Verbatim copy, images excluded: write out each record shown below.

Stored data entries
┏━━

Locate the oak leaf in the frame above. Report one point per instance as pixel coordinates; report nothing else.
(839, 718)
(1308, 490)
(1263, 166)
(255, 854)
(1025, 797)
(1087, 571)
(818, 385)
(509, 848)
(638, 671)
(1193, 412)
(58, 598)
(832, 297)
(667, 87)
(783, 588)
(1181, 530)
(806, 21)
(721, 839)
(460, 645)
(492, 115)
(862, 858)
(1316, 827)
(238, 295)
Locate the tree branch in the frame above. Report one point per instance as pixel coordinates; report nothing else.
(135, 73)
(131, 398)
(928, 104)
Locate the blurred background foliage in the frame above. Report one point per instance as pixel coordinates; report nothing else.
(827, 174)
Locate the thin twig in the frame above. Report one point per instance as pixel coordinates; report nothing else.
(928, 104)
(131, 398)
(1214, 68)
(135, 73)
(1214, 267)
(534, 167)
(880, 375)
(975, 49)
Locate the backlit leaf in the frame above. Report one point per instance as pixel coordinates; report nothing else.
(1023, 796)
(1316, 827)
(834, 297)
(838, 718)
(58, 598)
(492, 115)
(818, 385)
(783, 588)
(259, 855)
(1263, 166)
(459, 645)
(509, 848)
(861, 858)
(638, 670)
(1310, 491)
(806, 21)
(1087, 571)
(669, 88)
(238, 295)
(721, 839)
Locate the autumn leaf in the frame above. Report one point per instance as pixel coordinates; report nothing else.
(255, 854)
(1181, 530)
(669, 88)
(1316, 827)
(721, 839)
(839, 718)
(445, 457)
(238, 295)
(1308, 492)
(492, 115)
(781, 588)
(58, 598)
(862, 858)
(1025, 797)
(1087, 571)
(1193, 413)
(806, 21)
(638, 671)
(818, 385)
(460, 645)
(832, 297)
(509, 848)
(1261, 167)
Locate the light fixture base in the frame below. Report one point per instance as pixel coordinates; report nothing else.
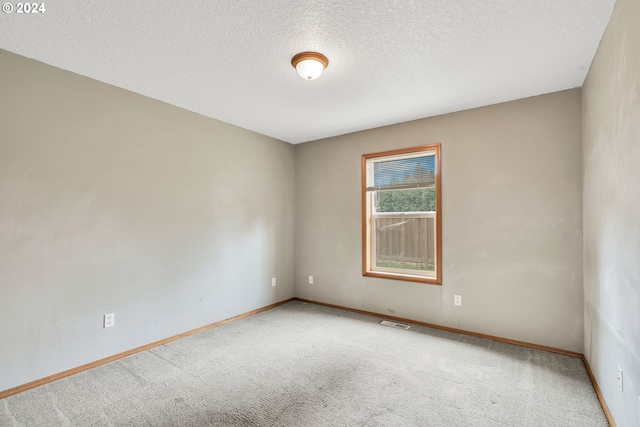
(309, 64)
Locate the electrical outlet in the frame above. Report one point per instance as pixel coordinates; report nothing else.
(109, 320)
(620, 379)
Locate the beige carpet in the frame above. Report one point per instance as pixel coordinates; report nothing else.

┗━━

--- Output below ---
Locate the oak leaf in the frame above. Report one point per instance as pixel coordinates; report nothing else.
(839, 718)
(1308, 490)
(1263, 166)
(255, 854)
(1025, 797)
(1087, 571)
(818, 385)
(509, 848)
(638, 671)
(1193, 412)
(58, 598)
(832, 297)
(667, 87)
(783, 588)
(1181, 530)
(806, 21)
(721, 839)
(460, 645)
(492, 115)
(862, 858)
(1316, 827)
(238, 295)
Locate the tree branch in the frame above. Report one point per instance as pixel coordinates; report nothing else.
(135, 73)
(131, 398)
(928, 104)
Locate the blurred background foliage in the frame above. Report one point per instance as pixel coordinates; report nothing else.
(827, 174)
Locate the thin twig in the frame above. Report one point per instance as pixel coordinates; report nothing else.
(928, 104)
(131, 398)
(1214, 68)
(135, 73)
(1214, 267)
(534, 167)
(880, 375)
(975, 49)
Locate the backlit leaf in the frame above. Report one point per instance as pixel coordinates; report nothing else.
(1023, 796)
(1316, 827)
(834, 297)
(838, 718)
(58, 598)
(492, 115)
(818, 385)
(783, 588)
(259, 855)
(1263, 166)
(459, 645)
(509, 848)
(861, 858)
(638, 670)
(1310, 491)
(806, 21)
(1087, 571)
(669, 88)
(238, 295)
(721, 839)
Locate the autumn leaf in the frame above. Report one point per instance as pixel coordinates; report nothing else.
(255, 854)
(1181, 530)
(669, 88)
(1316, 827)
(721, 839)
(839, 718)
(445, 457)
(238, 295)
(1308, 492)
(492, 115)
(781, 588)
(58, 598)
(862, 858)
(1025, 797)
(1087, 571)
(1193, 413)
(806, 21)
(638, 671)
(818, 385)
(460, 645)
(832, 297)
(509, 848)
(1261, 167)
Locate the light fixture base in the frame below. Report one point per instance as pixel coordinates; report nothing else.
(309, 64)
Locate the electrical outlet in the frame above. Report one point per instance as pixel coordinates; report nothing else.
(109, 320)
(620, 379)
Locate the beige carpet in the frame above. Report one point per instance as pixel coordinates; report nothing else.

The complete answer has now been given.